====== Material for this task ======

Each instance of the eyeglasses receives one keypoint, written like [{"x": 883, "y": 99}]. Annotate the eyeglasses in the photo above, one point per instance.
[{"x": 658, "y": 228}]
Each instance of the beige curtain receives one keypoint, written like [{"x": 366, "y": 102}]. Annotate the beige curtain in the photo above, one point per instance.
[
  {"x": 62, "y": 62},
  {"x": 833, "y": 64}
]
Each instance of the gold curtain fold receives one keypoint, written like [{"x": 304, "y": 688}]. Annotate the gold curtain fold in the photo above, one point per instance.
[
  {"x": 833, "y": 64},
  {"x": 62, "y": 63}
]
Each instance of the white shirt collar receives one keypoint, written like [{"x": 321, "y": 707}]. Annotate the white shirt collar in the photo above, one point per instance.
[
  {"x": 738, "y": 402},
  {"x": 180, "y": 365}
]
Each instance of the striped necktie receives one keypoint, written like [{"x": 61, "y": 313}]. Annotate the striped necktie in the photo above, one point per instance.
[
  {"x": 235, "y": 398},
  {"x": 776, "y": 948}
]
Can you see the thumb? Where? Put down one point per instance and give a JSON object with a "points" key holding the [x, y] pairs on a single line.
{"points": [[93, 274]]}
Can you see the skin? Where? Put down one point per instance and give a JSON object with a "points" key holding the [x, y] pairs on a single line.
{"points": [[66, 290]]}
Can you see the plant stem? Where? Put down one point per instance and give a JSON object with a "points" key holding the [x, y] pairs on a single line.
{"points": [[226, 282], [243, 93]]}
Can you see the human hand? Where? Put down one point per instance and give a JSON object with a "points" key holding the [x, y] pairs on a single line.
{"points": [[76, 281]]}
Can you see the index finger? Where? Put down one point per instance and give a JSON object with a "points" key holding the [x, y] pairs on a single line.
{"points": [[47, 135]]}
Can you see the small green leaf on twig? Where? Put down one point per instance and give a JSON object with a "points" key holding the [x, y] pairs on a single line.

======

#### Exercise
What is needed here is the full listing, restated word for word.

#### Task response
Each instance of the eyeglasses receives one keypoint, written like [{"x": 883, "y": 99}]. Annotate the eyeglasses in the photo above, one point per instance.
[{"x": 658, "y": 228}]
Each instance of the beige curtain receives one keypoint, written like [{"x": 366, "y": 102}]. Annotate the beige curtain in the photo above, one point per instance.
[
  {"x": 62, "y": 62},
  {"x": 833, "y": 64}
]
Each instance of the gold curtain fold receives one keypoint, written like [{"x": 304, "y": 688}]. Annotate the gold curtain fold in the photo above, one point per instance.
[
  {"x": 833, "y": 64},
  {"x": 62, "y": 63}
]
Each instance of the white shirt collar receives one keypoint, written like [{"x": 321, "y": 707}]. Annotate the white shirt collar in the photo above, one point per instance.
[
  {"x": 738, "y": 402},
  {"x": 180, "y": 365}
]
Each instance of the striped necktie receives one keypoint, written like [{"x": 61, "y": 313}]. Annotate the striped necktie in the photo above, one point per instance.
[
  {"x": 235, "y": 398},
  {"x": 776, "y": 948}
]
Can you see the thumb? Where? Put down one point per instance and give a JSON object with a "points" key holding the [x, y] pairs on a single line.
{"points": [[93, 274]]}
Can you see the skin? Where? Put down one point per instance and give a JSON object with a "points" key holding the [x, y] pairs on a single line.
{"points": [[66, 290]]}
Can you see the plant stem? Where? Put down one point per instance and give a JSON object with a "points" key holding the [x, y] pairs on a single line.
{"points": [[226, 282], [243, 93]]}
Can you see the human hand? Where? Put down one point per instance and give a JSON object with a "points" key holding the [x, y] pairs on a single line.
{"points": [[76, 281]]}
Can you see the index finger? Where? Put down one point per instance and give a JSON object with a "points" key holding the [x, y] pairs on a single line.
{"points": [[47, 135]]}
Can you see the small green leaf on twig? Where? Put down one point per instance and give a JSON object with a "points" key holding the [x, y] pairs on a single line.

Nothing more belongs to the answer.